Directions:
- A) Decide whether each statement agrees with the Webster House text, answering yes or no and quoting the deciding words: (i) The Webster House opened in 1903. (ii) It has served as a college dormitory since 1963. (iii) Alcohol is allowed there in moderation.
- B) Please summarize the Webster House text in two sentences.
- C) Carry the Webster House text forward from its final sentence.

Text excerpt:
▬▬▬▬▬▬

Since the building was opened in 1903 in the southwest corner of the Union College campus, the Webster House has had one continuing theme: Shhhhh!
A library its first six decades and a college dormitory for academic-minded students since 1973, the Webster House is at the corner of Union Street and Seward Place. It will be remembered by many lifelong Schenectadians as the former county public library, while to Union College students it is a place where rowdy behavior isn't tolerated and quiet reigns supreme.
“It's our focused-study housing, which means it's a place for students who want to live in a quiet environment,” said Todd Clark, director of residential life at Union. “They are very proactive in terms of confronting each other about noise, and it's also a substance-free zone. No alcohol or drugs. If they're found, the students are removed.”

▬▬▬▬▬▬

(Box-labeled dataset extracts)
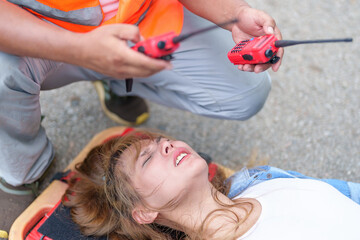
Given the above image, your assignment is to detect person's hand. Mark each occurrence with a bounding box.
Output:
[231,7,284,73]
[74,24,171,79]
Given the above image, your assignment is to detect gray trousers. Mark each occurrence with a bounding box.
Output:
[0,8,271,186]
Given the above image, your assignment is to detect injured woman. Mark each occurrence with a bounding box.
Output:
[63,131,360,240]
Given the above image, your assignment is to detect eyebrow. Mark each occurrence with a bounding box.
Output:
[155,136,162,143]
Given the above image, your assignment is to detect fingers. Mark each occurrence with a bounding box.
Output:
[109,24,142,43]
[114,45,172,77]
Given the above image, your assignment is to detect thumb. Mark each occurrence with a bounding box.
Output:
[263,25,274,34]
[114,24,141,42]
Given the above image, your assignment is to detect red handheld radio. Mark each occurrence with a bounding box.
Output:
[228,34,352,65]
[126,19,237,92]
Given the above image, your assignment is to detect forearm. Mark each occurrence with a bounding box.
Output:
[179,0,250,30]
[0,1,80,63]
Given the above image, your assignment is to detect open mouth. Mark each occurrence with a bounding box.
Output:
[175,152,189,167]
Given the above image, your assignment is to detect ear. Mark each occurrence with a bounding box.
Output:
[132,207,159,224]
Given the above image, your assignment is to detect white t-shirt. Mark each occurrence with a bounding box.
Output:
[236,178,360,240]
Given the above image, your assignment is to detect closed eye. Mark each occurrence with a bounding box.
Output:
[142,154,152,167]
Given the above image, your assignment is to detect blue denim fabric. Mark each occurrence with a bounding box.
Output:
[227,166,360,204]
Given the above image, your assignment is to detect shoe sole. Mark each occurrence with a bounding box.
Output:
[93,81,150,126]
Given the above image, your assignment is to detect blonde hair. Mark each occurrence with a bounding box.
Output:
[63,131,253,240]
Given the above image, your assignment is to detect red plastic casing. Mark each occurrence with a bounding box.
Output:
[132,32,180,58]
[228,34,279,65]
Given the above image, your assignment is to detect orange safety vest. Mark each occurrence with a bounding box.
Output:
[8,0,184,38]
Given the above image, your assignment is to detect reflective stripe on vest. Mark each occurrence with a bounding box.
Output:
[8,0,103,26]
[7,0,184,38]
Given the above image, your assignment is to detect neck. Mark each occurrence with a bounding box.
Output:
[158,183,261,239]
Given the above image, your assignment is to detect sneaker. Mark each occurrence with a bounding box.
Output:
[93,81,149,126]
[0,230,9,240]
[0,178,39,232]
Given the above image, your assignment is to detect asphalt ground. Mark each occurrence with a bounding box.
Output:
[40,0,360,193]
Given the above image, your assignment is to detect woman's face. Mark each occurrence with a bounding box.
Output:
[123,137,208,208]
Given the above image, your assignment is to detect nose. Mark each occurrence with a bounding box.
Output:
[160,141,174,156]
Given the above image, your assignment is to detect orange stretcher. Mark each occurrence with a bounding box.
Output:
[9,126,234,240]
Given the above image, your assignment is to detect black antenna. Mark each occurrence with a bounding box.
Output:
[173,19,238,43]
[275,38,352,47]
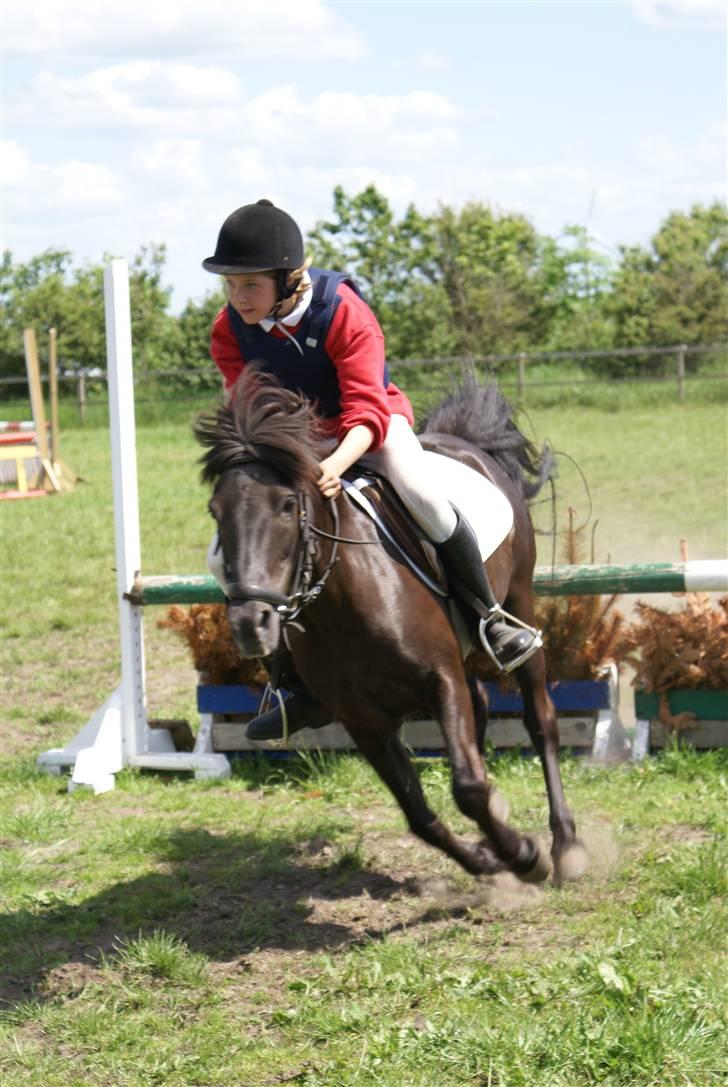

▬▬▬▬▬▬

Task responses:
- A)
(i) Yes: "Since the building was opened in 1903"
(ii) No: "a college dormitory for academic-minded students since 1973"
(iii) No: "it's also a substance-free zone. No alcohol or drugs."

- B) The Webster House opened in 1903 at Union College, served as a library for its first six decades, and has been a dormitory for academic-minded students since 1973. According to Todd Clark, Union's director of residential life, it is focused-study housing where students keep things quiet and substances are banned, and students found with alcohol or drugs are removed.

- C)
EARLY LIBRARY
Professor Samuel B. Howe would have no doubt approved of the policy. Howe was the superintendent of schools in the city and a driving force behind the movement to create a Schenectady Free Public Library in 1894. Originally housed in the Fuller Building on the west side of State Street by the Erie Canal, the library moved to Seward and Union when the building was ready to be opened in October 1903. The construction had began in 1901 after a $50,000 grant from the Andrew Carnegie Foundation, a $15,000 contribution from General Electric Co. and $5,000 more from the city council.
The brick building is a light yellowish-gray, and while it is squared off in front (the Union Street side), its rear half is in the form of a rotunda. The names of 16 famous authors, including Bacon, Milton and Emerson, are engraved into the west, east and south sides of the building.
“It's built in a neo-classical style, which was very popular during the turn of that century,” said Karl Griffith, of Cataldo Waters & Griffith Architects PC in Schenectady. “They used a different kind of clay to get that color variation, and it was designed to be a public monument like most of the Carnegie libraries.”
Walking in the main entrance on the Union Street side, a visitor is met by a wide stairway, about the only interior indication of the building's history. There are two floors and a basement below, which housed the library's children's section. However, instead of the spacious room one might expect in an old library building, the inside has been compartmentalized.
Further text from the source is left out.